■ Problem to solve
When you write out the records, keep every line exactly as it is.

BEGIN Available records

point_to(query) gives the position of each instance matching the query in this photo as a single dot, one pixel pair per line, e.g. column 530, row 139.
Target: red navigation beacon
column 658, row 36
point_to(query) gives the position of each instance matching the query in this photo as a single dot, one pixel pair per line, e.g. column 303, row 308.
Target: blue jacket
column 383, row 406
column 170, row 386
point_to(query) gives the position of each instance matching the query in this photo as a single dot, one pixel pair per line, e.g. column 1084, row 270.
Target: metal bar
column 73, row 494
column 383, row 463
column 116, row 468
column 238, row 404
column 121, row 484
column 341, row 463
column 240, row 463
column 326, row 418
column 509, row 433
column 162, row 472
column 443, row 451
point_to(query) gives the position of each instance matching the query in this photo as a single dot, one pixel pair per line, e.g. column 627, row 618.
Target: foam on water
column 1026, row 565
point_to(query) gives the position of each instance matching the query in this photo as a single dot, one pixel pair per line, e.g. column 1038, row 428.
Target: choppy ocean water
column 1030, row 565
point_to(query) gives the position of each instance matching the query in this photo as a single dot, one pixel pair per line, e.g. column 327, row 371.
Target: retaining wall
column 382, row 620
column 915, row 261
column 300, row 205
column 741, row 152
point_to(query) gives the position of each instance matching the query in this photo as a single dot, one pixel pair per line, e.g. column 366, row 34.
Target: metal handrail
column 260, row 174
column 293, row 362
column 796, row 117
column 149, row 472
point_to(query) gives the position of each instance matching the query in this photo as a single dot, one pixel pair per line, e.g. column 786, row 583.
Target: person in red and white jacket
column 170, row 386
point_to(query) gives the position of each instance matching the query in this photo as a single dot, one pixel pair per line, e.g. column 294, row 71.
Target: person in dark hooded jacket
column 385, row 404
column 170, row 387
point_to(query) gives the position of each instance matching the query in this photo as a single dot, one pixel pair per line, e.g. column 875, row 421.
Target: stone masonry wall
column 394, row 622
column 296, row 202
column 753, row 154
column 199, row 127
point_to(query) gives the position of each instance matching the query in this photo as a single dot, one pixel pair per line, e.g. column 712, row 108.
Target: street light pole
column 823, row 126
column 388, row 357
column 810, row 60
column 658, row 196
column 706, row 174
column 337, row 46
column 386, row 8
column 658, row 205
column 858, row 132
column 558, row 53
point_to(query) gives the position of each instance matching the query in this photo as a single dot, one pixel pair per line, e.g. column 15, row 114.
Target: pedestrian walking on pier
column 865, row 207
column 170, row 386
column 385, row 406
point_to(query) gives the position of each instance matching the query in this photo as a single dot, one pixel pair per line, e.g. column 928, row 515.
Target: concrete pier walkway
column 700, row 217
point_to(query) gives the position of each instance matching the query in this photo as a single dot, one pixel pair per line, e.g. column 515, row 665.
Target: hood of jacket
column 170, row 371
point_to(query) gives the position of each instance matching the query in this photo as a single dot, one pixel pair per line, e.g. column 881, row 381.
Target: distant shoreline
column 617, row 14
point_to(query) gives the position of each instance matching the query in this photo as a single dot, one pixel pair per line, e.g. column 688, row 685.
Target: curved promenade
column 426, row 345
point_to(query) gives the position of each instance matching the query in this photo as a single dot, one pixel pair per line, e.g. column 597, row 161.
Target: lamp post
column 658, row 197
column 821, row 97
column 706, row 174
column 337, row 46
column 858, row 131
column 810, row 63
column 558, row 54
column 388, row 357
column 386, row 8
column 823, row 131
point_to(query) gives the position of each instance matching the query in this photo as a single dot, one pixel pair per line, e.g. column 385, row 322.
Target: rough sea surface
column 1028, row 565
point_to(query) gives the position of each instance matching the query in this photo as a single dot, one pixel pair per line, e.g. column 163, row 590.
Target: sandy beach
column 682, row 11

END Available records

■ Exercise solution
point_to(query) gives the position of each instance matching the query in this photo as a single dot, one pixel pair per line, e.g. column 530, row 139.
Target: red navigation beacon
column 658, row 36
point_to(query) gives the position of each instance matching the query in this photo as a single dot, one pixel pair per line, e.g. column 303, row 308.
Target: blue jacket
column 383, row 406
column 170, row 386
point_to(query) gives the position of each instance matching the query in this photo as a single dot, one pixel pair per line, e.g. column 1084, row 270.
Target: metal bar
column 73, row 494
column 383, row 463
column 116, row 468
column 238, row 404
column 121, row 484
column 341, row 463
column 240, row 463
column 326, row 418
column 509, row 433
column 162, row 472
column 443, row 451
point_to(query) gives the position of each instance matching the query in this photo as a single dot, one pixel pair per line, e.g. column 627, row 618.
Target: foam on water
column 1026, row 565
point_to(query) gives the position of each instance matching the query in this photo as a single dot, one pixel pair per line, e.g. column 1038, row 428.
Target: choppy ocean water
column 1030, row 565
point_to(query) gives the position of each instance matching the query in this photo as a single dot, one pixel pair per line, e.g. column 327, row 371.
Target: retaining wall
column 382, row 620
column 915, row 261
column 300, row 205
column 741, row 152
point_to(query) gives the position of each instance matching the query in this photo as a single dot, one pixel pair per line, e.g. column 366, row 34.
Target: metal handrail
column 260, row 174
column 293, row 362
column 796, row 117
column 149, row 472
point_to(query) gives the position of each instance matching the query in this photo as a single dot, one pixel pair per line, e.g. column 786, row 583.
Target: person in red and white jacket
column 170, row 386
point_to(query) gives the position of each instance matching the query in this photo as a single dot, one pixel pair per line, e.g. column 294, row 71.
Target: person in dark hooded jacket
column 385, row 404
column 170, row 387
point_to(query) gives the position of each instance matching the query in this photo as a single dot, one pixel pair per line, e.g. column 875, row 421.
Target: stone masonry wall
column 394, row 622
column 296, row 202
column 753, row 154
column 199, row 127
point_to(query) gives the position of each instance matching the query in this photo as a single dot, one pixel pair per line, e.g. column 712, row 108.
Target: street light pole
column 823, row 126
column 388, row 357
column 810, row 60
column 658, row 196
column 706, row 174
column 337, row 46
column 386, row 8
column 658, row 205
column 858, row 132
column 558, row 53
point_to(query) gives the position of each instance matching the query in this photo as a single dot, one pixel pair per line, e.g. column 15, row 114.
Target: pedestrian walking on pier
column 865, row 207
column 170, row 386
column 385, row 406
point_to(query) gives the position of each instance matching the query in this photo as a single dot, one pixel pair per line, e.g. column 928, row 515.
Target: concrete pier walkway
column 700, row 217
point_to(query) gives the position of each instance matching the query in this photo as a single dot, one pixel pair per line, e.g. column 515, row 665.
Target: hood of jacket
column 170, row 371
point_to(query) gives the position of each instance matching the query in this photo as a single dot, one pixel pair per line, e.g. column 881, row 381.
Target: distant shoreline
column 617, row 14
point_to(query) gives the position of each instance matching the query in this photo as a single dot, one pixel pair per line, e.g. column 688, row 685.
Target: curved promenade
column 426, row 345
point_to(query) gives the position of each instance matching the query in this photo as a single dot, one pixel pair per line, e.g. column 597, row 161.
Target: lamp post
column 658, row 197
column 821, row 97
column 706, row 174
column 337, row 46
column 858, row 131
column 810, row 63
column 558, row 54
column 388, row 357
column 386, row 8
column 823, row 131
point_to(query) gives the position of each instance matching the query in this photo as a single dot, one pixel pair per line, e.g. column 385, row 322.
Target: rough sea surface
column 1028, row 565
point_to(query) gives the position of each instance matching the query in this photo as a single dot, one pixel pair per line, e.g. column 163, row 590.
Target: sandy beach
column 682, row 11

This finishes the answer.